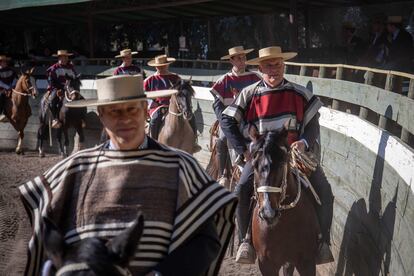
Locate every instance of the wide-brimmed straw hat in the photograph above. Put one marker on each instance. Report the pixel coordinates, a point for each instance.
(125, 52)
(4, 57)
(120, 89)
(160, 61)
(238, 50)
(395, 19)
(62, 53)
(269, 53)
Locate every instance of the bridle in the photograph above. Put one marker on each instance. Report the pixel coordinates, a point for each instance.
(282, 189)
(295, 160)
(83, 266)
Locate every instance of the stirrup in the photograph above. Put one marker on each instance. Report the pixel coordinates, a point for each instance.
(324, 254)
(3, 118)
(246, 253)
(56, 124)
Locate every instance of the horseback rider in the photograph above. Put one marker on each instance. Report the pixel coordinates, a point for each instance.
(98, 191)
(127, 68)
(56, 75)
(160, 80)
(224, 90)
(268, 104)
(8, 79)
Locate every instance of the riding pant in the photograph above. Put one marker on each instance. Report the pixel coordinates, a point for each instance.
(55, 103)
(244, 191)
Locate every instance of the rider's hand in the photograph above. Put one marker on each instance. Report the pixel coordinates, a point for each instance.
(247, 155)
(299, 145)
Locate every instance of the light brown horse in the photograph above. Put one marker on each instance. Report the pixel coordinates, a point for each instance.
(176, 131)
(285, 228)
(17, 108)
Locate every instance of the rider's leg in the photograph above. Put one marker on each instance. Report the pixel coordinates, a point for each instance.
(324, 211)
(244, 191)
(193, 124)
(155, 124)
(222, 152)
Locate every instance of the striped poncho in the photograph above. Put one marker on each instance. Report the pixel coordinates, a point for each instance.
(97, 193)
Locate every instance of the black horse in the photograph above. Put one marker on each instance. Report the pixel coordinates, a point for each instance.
(69, 117)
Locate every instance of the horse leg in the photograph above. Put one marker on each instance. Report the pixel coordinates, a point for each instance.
(40, 137)
(59, 138)
(268, 268)
(307, 268)
(19, 142)
(288, 269)
(81, 135)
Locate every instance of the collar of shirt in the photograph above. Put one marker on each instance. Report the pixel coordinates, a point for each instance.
(143, 146)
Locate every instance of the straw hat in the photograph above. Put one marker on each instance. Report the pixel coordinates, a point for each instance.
(238, 50)
(160, 61)
(120, 89)
(396, 19)
(125, 52)
(62, 53)
(3, 57)
(269, 53)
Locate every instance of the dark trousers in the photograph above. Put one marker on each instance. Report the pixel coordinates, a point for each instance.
(222, 152)
(156, 122)
(244, 191)
(2, 102)
(55, 104)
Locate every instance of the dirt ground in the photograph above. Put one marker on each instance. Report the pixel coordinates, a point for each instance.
(14, 225)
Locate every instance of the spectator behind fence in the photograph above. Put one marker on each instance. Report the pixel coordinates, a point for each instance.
(400, 47)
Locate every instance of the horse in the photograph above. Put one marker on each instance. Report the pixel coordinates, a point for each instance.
(285, 228)
(232, 173)
(17, 108)
(176, 130)
(90, 256)
(69, 117)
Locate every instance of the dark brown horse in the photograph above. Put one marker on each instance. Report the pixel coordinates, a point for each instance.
(17, 108)
(176, 131)
(285, 228)
(90, 256)
(70, 117)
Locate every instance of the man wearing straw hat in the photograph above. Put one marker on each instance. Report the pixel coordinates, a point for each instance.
(97, 192)
(56, 75)
(268, 105)
(8, 79)
(224, 90)
(162, 79)
(127, 68)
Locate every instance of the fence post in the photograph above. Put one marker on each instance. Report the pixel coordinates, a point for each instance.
(405, 134)
(363, 112)
(302, 71)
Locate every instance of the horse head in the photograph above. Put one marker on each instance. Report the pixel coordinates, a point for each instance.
(91, 256)
(183, 98)
(270, 154)
(72, 87)
(26, 84)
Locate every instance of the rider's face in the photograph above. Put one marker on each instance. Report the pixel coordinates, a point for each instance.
(63, 59)
(124, 123)
(273, 70)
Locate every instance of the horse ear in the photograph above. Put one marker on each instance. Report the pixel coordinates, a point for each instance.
(53, 241)
(253, 132)
(124, 245)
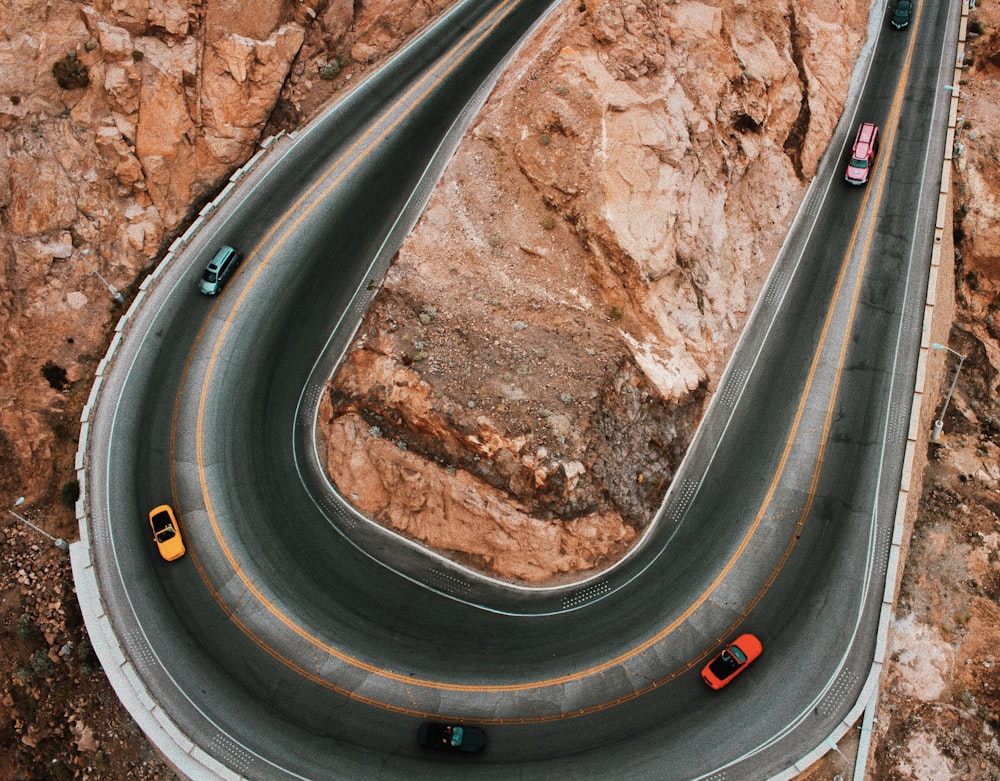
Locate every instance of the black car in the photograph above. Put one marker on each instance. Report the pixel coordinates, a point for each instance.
(901, 14)
(451, 737)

***

— SHORT TASK —
Leave out the pictures and give the rest of the records again exactly.

— OUTPUT OF THE EXERCISE —
Locate every instance of the wide-brimmed straw hat in the photograph above. Put one marker on each instance. Report the pixel coordinates, a point for each instance.
(125, 52)
(4, 57)
(120, 89)
(160, 61)
(238, 50)
(395, 19)
(62, 53)
(269, 53)
Locate every instance of the bridle in the photograph above. Put one marker on each instance. Report the pixel coordinates, a point for each instance.
(282, 189)
(295, 160)
(83, 266)
Locate every instance of the stirrup in the photograph above. Put one marker on each instance. Report the pixel coordinates, a point for each instance.
(324, 254)
(3, 118)
(246, 253)
(56, 124)
Locate every instance of the horseback rider in the photograph above. Put one marker on each instance. Report the pixel coordinates, a point for each instance.
(98, 191)
(127, 68)
(56, 75)
(160, 80)
(224, 90)
(268, 104)
(8, 79)
Locate every instance of the riding pant in the photograph above. Put one marker on each instance. Report the pixel coordinates, a point for each instance.
(55, 103)
(244, 191)
Locate every instance of the rider's hand in the photograph above. Put one marker on each instance. Report the pixel coordinates, a point for each instance.
(247, 155)
(299, 145)
Locate every instance of the light brown horse in the photograph above. Put one marker on each instance. Report the pixel coordinates, a point for each instance.
(176, 131)
(285, 228)
(17, 108)
Locate every instance of the rider's leg in the photograph above. Put one marker on each instance. Report the pixel coordinates, a point for each instance.
(324, 211)
(244, 191)
(193, 124)
(155, 124)
(222, 152)
Locate every instance of the striped poncho in the photograph above. Put one marker on each instance. Report the pixel coordinates, a point for each instance.
(97, 193)
Locate every instance of the black horse in the photograph above. Put one marker on each instance. Report the pixel coordinates, a point for each instance.
(69, 117)
Locate every instance of the horse leg in the photograph above. Put one marker on each instance. Report the pixel coordinates, a point for each instance.
(40, 137)
(59, 138)
(268, 268)
(307, 268)
(19, 142)
(288, 269)
(81, 135)
Locate every instance of the collar of shirt in the photograph above. Put one marker on each instance. Report the pixel coordinates, a point for each instance.
(143, 146)
Locate every instance of the straw hat in the photograph above. Put one marker on each instance. Report the pixel coordinates, a point for each instance.
(238, 50)
(160, 61)
(120, 89)
(396, 19)
(125, 52)
(62, 53)
(3, 57)
(269, 53)
Locate every instance of the dark trousers in the photograph above. Put one marker on each instance. Report the pixel coordinates, a point for each instance.
(222, 152)
(156, 122)
(244, 191)
(2, 102)
(55, 104)
Locate every instance of the dirt ground in the photograph above. Put one marker on each instance. Report the pixel coordinates, a point for each instance.
(14, 225)
Locate every instance of the spectator behind fence in the photograph above. Put one marker on each instance. Report the pixel coordinates, a point for each instance.
(400, 47)
Locate every instance of the horse in the photograph above. Put one marker on each instance. Report the pixel coordinates, a point for each instance.
(285, 228)
(232, 173)
(17, 108)
(176, 130)
(90, 256)
(69, 117)
Locate every instance of the dark brown horse in the photograph above. Put one marker on each instance. Report the pixel coordinates, a point for each instance.
(17, 108)
(176, 131)
(285, 228)
(90, 256)
(70, 117)
Locate every instance of the man wearing straw hat in the photograph above. Put one marker on each instance. Report the pixel coordinates, a point for each instance.
(97, 192)
(56, 75)
(268, 105)
(8, 79)
(224, 90)
(162, 79)
(127, 68)
Locate every instance of the fence post in the photograph above. Put one marker on each instance. Report the pixel coordinates, a point for each instance.
(405, 134)
(363, 112)
(302, 71)
Locate every instance of the horse head in the photograph above. Put one marker on each instance. Report the pixel coordinates, a point for each instance.
(91, 256)
(183, 98)
(270, 154)
(72, 87)
(26, 84)
Locate every instance of the rider's face in the photograph above. Put one marker on each instance. Report the pixel coordinates, a point for each instance.
(63, 59)
(124, 123)
(273, 70)
Locate every instance of the horse ear in the photograph above. Put one marker on each instance. Report the pixel coordinates, a point for each instance.
(53, 241)
(253, 132)
(124, 245)
Locate every instance of the black car in the photograph above. Put one marker on each instance. Report the pixel coordinates, a point for each instance.
(901, 14)
(451, 737)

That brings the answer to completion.